Aangeleverde tekst -

-*-

4) Vincent van Gogh 400 dagen in Amsterdam – Nienke Denekamp – Thoth – 80 blz.
 ‘Voordat Vincent van Gogh de kunstenaar werd die we nu kennen, verbleef hij ruim een jaar in Amsterdam voor zijn studie theologie; hij wilde predikant worden. Hij schreef in deze periode vele openhartige brieven aan zijn broer Theo. Deze brieven - met prachtige beschrijvingen van de stad aan de hand van verschillende schilderijen en prenten - vormen het uitgangspunt van Vincent van Gogh, 400 dagen in Amsterdam. We kruipen in de huid van de jonge Van Gogh die in Amsterdam overal om zich heen schilderijen waarnam en op die manier de stad schilderde, niet in verf maar in woorden. We zien, met dank aan de fotografie die aan het eind van de negentiende eeuw losbarstte, de stad aan de vooravond van de Tweede Gouden Eeuw. De bouw van het Centraal Station was in vergevorderde staat, het Concertgebouw stond in de steigers, er werden nieuwe wijken aangelegd en het Rijksmuseum opende zijn deuren. Treed in de voetsporen van Van Gogh en ontdek het bruisende Amsterdam van rond 1900.’
 
5) Einddoel Witte Huis – Hoe de Amerikanen hun president kiezen – Koen Petersen – Elsevier Boeken – 280 blz.

-*-

Aangeleverde gegevens -
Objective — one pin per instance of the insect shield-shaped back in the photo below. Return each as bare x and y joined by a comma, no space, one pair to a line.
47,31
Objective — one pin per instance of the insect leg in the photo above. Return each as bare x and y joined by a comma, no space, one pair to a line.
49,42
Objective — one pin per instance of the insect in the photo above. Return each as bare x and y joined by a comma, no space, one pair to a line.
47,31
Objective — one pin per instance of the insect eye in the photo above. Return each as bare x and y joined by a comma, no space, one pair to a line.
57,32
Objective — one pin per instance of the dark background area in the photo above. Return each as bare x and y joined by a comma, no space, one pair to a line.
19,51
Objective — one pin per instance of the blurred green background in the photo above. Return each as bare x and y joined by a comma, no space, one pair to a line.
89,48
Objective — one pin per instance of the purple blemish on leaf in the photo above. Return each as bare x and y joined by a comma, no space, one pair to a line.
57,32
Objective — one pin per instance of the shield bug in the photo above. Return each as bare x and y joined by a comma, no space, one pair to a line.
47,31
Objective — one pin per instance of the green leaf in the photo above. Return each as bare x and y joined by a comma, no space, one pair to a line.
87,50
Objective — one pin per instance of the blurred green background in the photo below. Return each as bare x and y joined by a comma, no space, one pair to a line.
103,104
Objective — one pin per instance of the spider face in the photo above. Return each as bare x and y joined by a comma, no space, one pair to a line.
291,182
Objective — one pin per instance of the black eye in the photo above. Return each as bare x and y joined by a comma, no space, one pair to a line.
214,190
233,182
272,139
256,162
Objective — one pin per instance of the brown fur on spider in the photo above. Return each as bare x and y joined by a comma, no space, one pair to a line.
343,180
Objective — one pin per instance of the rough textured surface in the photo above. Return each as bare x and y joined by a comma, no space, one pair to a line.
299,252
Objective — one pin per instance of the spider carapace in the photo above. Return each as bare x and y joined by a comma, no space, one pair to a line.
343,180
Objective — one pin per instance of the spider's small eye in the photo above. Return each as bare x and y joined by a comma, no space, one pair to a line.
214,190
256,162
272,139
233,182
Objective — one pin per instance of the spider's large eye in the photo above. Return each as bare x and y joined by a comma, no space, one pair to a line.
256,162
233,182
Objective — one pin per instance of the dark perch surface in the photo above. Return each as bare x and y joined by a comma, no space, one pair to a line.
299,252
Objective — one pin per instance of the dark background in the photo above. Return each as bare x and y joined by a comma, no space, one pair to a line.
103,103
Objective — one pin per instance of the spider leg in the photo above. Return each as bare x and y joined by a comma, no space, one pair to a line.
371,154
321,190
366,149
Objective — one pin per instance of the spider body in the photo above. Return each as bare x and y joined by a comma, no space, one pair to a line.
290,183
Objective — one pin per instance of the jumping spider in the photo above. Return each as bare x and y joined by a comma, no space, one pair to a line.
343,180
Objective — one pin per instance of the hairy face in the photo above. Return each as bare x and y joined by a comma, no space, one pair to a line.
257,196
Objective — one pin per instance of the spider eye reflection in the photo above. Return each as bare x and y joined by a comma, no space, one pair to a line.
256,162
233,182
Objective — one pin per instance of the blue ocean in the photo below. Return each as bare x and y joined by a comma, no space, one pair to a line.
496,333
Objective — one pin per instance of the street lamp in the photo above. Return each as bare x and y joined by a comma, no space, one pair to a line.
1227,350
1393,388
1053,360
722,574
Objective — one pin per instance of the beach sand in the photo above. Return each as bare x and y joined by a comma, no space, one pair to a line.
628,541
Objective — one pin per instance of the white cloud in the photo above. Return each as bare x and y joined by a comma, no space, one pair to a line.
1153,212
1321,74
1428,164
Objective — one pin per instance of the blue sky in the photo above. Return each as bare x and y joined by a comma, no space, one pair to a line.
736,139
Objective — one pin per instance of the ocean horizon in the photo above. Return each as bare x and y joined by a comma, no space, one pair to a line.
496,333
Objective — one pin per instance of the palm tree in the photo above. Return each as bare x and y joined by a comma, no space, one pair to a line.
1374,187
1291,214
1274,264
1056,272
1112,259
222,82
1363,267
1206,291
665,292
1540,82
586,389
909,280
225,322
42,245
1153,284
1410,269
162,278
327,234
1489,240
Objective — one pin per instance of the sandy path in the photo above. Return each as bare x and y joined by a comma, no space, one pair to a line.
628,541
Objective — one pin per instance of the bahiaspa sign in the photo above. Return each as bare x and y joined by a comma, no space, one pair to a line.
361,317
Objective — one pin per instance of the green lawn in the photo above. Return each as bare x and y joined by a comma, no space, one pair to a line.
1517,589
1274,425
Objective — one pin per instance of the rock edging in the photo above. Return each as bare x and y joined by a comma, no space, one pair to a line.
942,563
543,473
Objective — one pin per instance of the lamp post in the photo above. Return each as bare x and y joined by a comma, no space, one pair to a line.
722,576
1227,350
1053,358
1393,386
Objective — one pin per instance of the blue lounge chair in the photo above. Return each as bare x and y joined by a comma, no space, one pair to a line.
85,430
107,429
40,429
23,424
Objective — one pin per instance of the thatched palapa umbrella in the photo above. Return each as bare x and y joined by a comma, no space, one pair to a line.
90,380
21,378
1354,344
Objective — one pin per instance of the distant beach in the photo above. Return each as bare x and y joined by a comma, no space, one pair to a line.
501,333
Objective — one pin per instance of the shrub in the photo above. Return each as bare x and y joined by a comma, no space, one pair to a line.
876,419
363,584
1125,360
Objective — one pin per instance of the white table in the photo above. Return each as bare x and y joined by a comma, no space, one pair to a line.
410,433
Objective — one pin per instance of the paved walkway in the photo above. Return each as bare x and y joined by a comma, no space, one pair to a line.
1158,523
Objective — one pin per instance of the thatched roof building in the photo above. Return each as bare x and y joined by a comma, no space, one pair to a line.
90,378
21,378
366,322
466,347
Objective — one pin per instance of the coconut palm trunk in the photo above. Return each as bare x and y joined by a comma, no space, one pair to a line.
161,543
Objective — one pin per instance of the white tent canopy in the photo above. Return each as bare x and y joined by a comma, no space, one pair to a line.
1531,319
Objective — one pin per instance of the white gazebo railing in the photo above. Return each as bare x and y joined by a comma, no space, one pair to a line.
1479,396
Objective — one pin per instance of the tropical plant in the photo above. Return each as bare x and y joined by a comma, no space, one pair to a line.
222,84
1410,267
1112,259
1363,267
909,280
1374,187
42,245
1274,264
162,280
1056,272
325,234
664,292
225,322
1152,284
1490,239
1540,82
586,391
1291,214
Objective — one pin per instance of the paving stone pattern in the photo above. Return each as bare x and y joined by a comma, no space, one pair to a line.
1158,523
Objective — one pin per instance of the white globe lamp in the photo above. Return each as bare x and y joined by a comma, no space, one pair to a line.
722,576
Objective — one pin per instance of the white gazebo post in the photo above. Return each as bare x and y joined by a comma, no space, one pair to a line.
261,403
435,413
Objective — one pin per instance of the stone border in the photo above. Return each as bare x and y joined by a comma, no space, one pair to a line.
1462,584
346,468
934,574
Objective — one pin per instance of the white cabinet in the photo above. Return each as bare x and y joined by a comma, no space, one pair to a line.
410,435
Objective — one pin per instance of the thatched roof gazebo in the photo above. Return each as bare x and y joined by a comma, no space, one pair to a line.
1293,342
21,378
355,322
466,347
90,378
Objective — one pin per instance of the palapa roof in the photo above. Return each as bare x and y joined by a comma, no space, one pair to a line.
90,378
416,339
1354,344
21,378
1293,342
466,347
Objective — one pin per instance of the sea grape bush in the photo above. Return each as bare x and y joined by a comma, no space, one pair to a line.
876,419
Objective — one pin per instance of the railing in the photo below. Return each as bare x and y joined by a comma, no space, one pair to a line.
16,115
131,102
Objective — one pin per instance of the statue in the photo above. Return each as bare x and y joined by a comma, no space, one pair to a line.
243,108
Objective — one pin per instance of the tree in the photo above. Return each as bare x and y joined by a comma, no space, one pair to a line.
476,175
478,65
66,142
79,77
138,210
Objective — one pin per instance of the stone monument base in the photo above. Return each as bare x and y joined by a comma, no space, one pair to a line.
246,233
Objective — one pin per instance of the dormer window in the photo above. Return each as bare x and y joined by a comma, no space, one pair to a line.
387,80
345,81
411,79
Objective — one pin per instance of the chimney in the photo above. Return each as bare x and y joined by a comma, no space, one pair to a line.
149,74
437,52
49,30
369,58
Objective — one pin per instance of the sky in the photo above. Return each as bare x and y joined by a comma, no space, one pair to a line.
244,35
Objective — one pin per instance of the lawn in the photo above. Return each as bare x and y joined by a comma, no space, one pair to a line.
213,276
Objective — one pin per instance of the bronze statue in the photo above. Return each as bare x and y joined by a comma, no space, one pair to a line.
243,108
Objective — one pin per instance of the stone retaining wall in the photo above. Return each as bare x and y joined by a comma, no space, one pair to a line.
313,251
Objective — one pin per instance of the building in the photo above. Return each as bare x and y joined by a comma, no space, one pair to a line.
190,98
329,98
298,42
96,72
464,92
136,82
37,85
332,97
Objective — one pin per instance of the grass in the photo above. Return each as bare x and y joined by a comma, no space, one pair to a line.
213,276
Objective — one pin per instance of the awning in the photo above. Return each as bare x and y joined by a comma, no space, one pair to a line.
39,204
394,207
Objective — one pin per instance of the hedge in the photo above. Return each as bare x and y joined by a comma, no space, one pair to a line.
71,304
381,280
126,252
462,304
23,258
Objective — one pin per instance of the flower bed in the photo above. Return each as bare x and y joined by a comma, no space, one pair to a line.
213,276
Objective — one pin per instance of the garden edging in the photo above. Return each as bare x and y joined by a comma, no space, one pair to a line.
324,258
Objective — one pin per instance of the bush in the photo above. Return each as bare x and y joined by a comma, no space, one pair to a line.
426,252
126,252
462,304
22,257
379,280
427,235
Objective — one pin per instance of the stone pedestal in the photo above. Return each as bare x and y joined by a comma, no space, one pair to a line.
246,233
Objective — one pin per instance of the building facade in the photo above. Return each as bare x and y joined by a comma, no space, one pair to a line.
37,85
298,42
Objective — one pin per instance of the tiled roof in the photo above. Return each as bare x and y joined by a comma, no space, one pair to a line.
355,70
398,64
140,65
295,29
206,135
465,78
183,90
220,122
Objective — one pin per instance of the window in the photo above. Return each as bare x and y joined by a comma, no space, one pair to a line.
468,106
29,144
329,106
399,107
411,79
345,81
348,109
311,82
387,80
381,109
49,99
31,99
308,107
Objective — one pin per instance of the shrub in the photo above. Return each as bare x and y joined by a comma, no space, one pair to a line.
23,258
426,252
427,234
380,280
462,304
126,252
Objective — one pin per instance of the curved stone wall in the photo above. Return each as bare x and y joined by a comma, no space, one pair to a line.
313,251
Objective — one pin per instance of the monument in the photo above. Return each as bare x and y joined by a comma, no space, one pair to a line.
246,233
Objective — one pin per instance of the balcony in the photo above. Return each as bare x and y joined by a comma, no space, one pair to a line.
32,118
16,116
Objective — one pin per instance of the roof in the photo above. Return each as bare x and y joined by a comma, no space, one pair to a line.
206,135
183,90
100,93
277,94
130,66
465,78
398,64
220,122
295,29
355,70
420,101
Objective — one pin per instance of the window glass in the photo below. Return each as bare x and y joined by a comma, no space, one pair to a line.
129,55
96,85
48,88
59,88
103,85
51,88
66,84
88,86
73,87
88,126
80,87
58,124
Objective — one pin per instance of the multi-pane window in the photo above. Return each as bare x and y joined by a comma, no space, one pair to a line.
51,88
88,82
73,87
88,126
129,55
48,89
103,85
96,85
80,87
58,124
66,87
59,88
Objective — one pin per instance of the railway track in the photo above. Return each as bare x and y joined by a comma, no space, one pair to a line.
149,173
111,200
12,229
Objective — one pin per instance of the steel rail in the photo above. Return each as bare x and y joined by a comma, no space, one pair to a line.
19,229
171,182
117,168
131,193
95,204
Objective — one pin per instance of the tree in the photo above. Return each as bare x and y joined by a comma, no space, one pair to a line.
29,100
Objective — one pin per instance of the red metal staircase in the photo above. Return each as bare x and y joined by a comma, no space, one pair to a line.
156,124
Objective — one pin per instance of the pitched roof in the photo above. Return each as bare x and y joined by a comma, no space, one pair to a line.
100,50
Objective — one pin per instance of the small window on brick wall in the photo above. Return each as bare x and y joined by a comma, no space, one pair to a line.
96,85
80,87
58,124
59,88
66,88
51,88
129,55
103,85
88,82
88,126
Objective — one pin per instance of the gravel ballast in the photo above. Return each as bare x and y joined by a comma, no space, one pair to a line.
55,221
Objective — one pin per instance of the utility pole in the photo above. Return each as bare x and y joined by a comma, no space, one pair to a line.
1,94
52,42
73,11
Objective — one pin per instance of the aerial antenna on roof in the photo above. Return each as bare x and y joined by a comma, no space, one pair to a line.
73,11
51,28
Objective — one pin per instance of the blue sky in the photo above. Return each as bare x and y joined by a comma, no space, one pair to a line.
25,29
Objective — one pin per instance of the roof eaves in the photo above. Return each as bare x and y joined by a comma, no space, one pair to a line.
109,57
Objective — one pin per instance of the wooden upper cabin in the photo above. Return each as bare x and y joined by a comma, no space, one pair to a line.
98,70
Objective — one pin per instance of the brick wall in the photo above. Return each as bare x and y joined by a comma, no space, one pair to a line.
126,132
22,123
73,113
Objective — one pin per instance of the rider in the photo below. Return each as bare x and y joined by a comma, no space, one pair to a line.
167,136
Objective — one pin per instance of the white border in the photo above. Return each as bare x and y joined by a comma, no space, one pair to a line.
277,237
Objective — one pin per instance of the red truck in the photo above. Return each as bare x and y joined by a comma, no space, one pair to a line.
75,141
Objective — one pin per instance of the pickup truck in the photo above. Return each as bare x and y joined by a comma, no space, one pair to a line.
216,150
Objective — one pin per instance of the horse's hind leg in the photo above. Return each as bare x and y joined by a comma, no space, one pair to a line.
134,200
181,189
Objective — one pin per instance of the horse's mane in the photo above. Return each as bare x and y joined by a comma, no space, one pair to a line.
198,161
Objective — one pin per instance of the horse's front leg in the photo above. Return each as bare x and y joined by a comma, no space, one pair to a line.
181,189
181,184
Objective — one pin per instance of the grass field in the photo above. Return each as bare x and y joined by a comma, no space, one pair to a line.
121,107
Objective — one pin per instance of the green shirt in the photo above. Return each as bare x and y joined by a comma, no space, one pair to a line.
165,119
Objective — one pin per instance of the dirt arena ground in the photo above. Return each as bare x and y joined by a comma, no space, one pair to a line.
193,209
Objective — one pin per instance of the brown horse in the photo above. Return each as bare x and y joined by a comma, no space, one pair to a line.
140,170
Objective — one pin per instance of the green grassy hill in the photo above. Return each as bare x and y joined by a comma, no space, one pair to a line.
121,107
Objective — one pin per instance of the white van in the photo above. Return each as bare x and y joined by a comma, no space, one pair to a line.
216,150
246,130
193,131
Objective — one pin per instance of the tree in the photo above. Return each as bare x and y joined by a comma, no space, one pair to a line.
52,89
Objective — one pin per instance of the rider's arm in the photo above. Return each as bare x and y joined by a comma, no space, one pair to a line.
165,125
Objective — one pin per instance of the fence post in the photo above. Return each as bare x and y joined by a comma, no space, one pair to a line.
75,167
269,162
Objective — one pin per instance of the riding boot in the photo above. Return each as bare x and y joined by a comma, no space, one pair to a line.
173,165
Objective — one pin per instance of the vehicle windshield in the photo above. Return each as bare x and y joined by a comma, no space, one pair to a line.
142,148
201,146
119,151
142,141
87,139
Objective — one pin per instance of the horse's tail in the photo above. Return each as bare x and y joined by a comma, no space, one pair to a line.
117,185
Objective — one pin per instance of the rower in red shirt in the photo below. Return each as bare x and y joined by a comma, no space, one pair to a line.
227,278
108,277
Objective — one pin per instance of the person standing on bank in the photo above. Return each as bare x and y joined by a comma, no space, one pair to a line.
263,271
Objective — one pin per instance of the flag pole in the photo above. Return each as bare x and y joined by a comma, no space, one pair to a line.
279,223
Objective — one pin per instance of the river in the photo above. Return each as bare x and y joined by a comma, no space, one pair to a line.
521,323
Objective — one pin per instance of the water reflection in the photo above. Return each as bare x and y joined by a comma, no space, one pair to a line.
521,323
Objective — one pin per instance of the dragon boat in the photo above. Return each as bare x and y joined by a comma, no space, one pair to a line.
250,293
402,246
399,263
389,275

-*-

Uit te voeren taken -
1) Voor welke studie verbleef Van Gogh volgens de boekenlijst ruim een jaar in Amsterdam?
2) Noem alle Amsterdamse gebouwen die in de boekenlijst bij naam worden genoemd.
3) Schrijf de boekenlijst alsjeblieft verder vanaf de laatste regel.

Antwoorden per taak -
1) Voor zijn studie theologie.

2) Centraal Station, Concertgebouw, Rijksmuseum

3)
‘In 2016 gaan de Amerikanen naar de stembus om een nieuwe president te kiezen. Maar hoe verlopen die verkiezingen precies? Wie kan zich kandidaat stellen, hoe werken voorverkiezingen, hoe zit het met campagnefinanciering, en waarom wordt de president uiteindelijk door kiesmannen gekozen, en niet rechtstreeks door de Amerikaanse kiezers? Ondersteund door historische wetenswaardigheden en met oog voor grappige details legt amerikanist Koen Petersen het proces helder uit. In twintig hoofdstukken loopt hij het hele verkiezingsjaar door en geeft hij de achtergronden bij begrippen als caucus, primary, running mate, swing states en Electoral College. Een onmisbare gids voor wie onafhankelijk van bevooroordeelde analisten de Amerikaanse presidentsverkiezingen wil volgen en begrijpen.’
 
6) Moordenaars in Nederland – Hendrik Jan Korterink – Bertram + de Leeuw – 270 blz.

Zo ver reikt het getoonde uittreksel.